> _Saved data entries_:
########################################

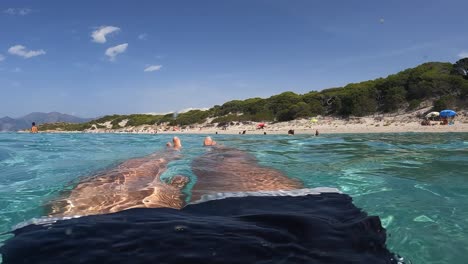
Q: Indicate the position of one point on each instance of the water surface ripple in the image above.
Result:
(416, 183)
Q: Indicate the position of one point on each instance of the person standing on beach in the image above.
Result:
(34, 128)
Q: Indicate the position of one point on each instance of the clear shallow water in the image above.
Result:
(416, 183)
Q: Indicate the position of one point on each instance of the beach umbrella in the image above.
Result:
(447, 113)
(432, 114)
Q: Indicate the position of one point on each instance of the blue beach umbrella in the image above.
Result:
(447, 113)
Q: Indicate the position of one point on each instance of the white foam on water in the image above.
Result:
(42, 221)
(298, 192)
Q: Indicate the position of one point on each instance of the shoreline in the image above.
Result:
(298, 127)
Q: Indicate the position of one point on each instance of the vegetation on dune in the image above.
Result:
(445, 84)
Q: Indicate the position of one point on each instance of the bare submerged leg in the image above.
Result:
(133, 183)
(230, 170)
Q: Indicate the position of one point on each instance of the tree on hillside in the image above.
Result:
(461, 67)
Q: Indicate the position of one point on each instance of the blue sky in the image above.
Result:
(201, 53)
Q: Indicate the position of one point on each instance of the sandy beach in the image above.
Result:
(324, 125)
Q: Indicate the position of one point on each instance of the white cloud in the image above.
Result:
(21, 51)
(99, 35)
(17, 11)
(463, 54)
(112, 52)
(153, 68)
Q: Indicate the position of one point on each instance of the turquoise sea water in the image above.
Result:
(416, 183)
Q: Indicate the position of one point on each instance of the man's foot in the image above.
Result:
(209, 142)
(177, 143)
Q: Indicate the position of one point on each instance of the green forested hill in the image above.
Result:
(445, 84)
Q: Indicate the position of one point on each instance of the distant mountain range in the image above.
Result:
(15, 124)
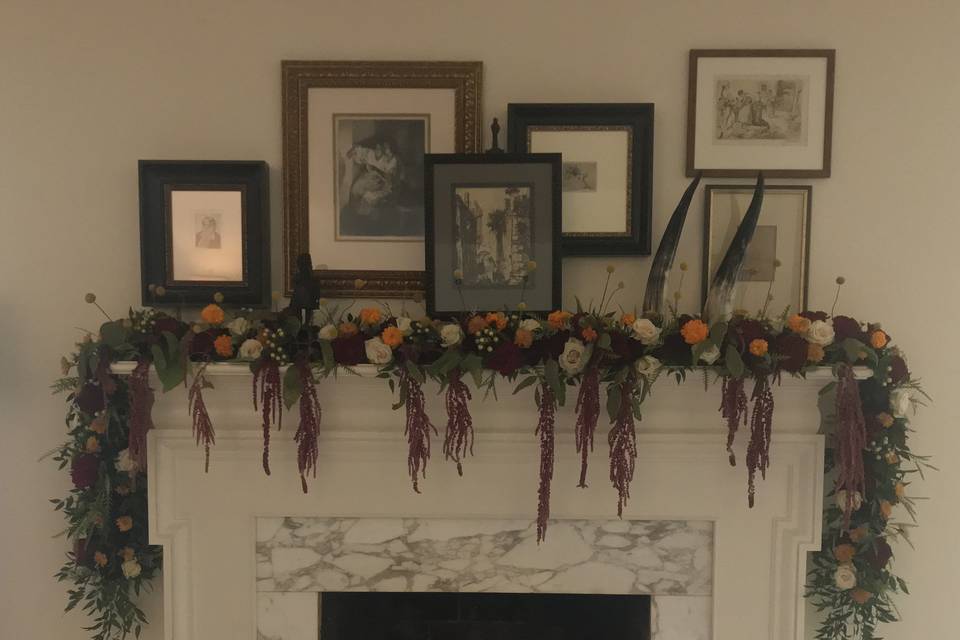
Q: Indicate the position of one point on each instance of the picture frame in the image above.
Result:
(608, 197)
(782, 234)
(769, 110)
(488, 217)
(352, 175)
(205, 229)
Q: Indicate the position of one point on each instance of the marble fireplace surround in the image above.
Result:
(207, 523)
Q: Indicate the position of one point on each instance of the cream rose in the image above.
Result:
(820, 332)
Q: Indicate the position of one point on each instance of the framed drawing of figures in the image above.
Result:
(205, 228)
(775, 272)
(354, 138)
(493, 232)
(767, 110)
(607, 170)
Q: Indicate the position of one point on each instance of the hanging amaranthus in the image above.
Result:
(268, 399)
(851, 438)
(588, 414)
(761, 426)
(458, 438)
(202, 425)
(733, 409)
(546, 426)
(417, 429)
(623, 444)
(309, 429)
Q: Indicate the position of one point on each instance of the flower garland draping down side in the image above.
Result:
(108, 417)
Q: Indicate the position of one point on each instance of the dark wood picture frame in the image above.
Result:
(158, 179)
(829, 55)
(748, 188)
(637, 118)
(553, 160)
(465, 78)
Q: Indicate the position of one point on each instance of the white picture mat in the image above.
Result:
(193, 263)
(323, 104)
(708, 154)
(603, 210)
(785, 209)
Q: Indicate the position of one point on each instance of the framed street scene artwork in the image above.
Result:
(493, 232)
(354, 138)
(607, 178)
(767, 110)
(205, 228)
(776, 264)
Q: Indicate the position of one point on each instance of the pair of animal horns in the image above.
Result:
(719, 304)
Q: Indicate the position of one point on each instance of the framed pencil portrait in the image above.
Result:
(493, 232)
(767, 110)
(778, 256)
(354, 138)
(607, 179)
(204, 229)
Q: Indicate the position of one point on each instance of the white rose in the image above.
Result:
(250, 349)
(131, 568)
(450, 335)
(574, 357)
(845, 577)
(710, 354)
(900, 402)
(377, 351)
(645, 331)
(820, 332)
(328, 332)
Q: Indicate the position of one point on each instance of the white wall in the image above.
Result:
(86, 89)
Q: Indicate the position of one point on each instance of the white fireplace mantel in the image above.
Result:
(206, 522)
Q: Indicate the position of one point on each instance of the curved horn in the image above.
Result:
(719, 304)
(655, 296)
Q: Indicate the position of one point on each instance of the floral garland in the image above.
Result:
(589, 350)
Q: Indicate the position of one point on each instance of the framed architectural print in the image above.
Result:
(493, 232)
(354, 138)
(205, 228)
(607, 170)
(776, 264)
(767, 110)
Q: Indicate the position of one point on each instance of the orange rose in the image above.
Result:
(212, 314)
(879, 339)
(523, 338)
(758, 347)
(695, 331)
(392, 337)
(223, 345)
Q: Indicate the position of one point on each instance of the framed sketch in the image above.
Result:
(354, 137)
(205, 228)
(760, 109)
(493, 232)
(777, 259)
(607, 178)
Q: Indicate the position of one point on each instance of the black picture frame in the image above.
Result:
(446, 172)
(160, 182)
(637, 119)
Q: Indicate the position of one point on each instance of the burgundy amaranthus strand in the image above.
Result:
(851, 438)
(417, 430)
(268, 399)
(141, 406)
(309, 429)
(623, 445)
(761, 427)
(588, 414)
(458, 438)
(733, 408)
(202, 425)
(546, 426)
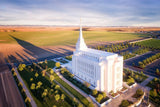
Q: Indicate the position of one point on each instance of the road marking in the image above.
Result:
(4, 88)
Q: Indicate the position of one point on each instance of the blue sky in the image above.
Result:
(69, 12)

########################################

> _Task statement_:
Your task is to gather all lines from the entries above that hold the word "garland".

> _Answer to the problem_:
Q: Indicate the position of one point on each instance of the flower garland draping down side in the image above.
Q: Indicate the position of one point on each instance of the floral garland in the image above.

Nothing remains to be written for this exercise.